▶ _Exercice écrit A_
Répondez aux questions suivantes à partir du passage sur le multivers :
(i) Selon ce passage, pourquoi la cosmologie ne peut-elle pas être dite « science » stricto sensu ?
(ii) Qui a montré que le raisonnement probabilitaire est inapplicable ?
(iii) Que doit se garder de faire la science expérimentale si elle veut rester scientifique ?
▶ _Exercice écrit B_
Transcrivez fidèlement, dans le passage sur le multivers, le segment allant de « Il apparaît de » jusqu'à « que nous soyons. ».

▶ _Passage extrait_
****

Ce qui est réel étant a fortiori possible, l'univers s’avère donc être d’abord un monde possible. Mais il n'est peut-être qu'un monde réel parmi d’autres mondes « réels » et ce, même si les autres dimensions du multivers ainsi défini ne sont pas empiriquement testables, et donc n'existent pas pour la science expérimentale. Notons que celle-ci doit pourtant se garder de les décréter inexistants en soi si elle veut rester scientifique.

 

Il apparaît de même que la cosmologie ne peut pas être dite « science » stricto sensu puisque l'univers y est conçu comme le Tout et non pas comme un objet dont se distinguerait un observateur. Cette récursivité rend d'ailleurs trivial le principe anthropique puisque l'univers visible n'est qu'un des mondes possibles. Il n'y a en effet rien de miraculeux à son existence, le raisonnement probabilitaire étant, comme l'a montré Meillassoux, inapplicable compte tenu du caractère transfini de la dissémination de l'être. Ce qui se dit aussi, sous forme d’évidence : le monde dans lequel nous sommes requiert qu'il soit un monde dans lequel il est possible que nous soyons.

****

▶ _Matériel recueilli_
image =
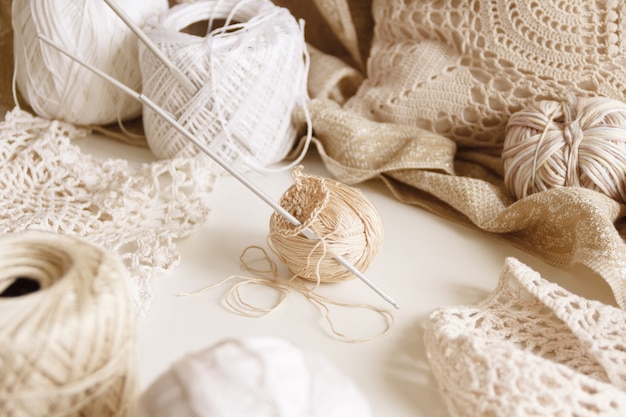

****

▶ _Réponse attendue A_
(i) Parce que l'univers y est conçu comme le Tout et non pas comme un objet dont se distinguerait un observateur.
(ii) Meillassoux.
(iii) Elle doit se garder de décréter inexistantes en soi les autres dimensions du multivers.

▶ _Réponse attendue B_
Il apparaît de même que la cosmologie ne peut pas être dite « science » stricto sensu puisque l'univers y est conçu comme le Tout et non pas comme un objet dont se distinguerait un observateur. Cette récursivité rend d'ailleurs trivial le principe anthropique puisque l'univers visible n'est qu'un des mondes possibles. Il n'y a en effet rien de miraculeux à son existence, le raisonnement probabilitaire étant, comme l'a montré Meillassoux, inapplicable compte tenu du caractère transfini de la dissémination de l'être. Ce qui se dit aussi, sous forme d’évidence : le monde dans lequel nous sommes requiert qu'il soit un monde dans lequel il est possible que nous soyons.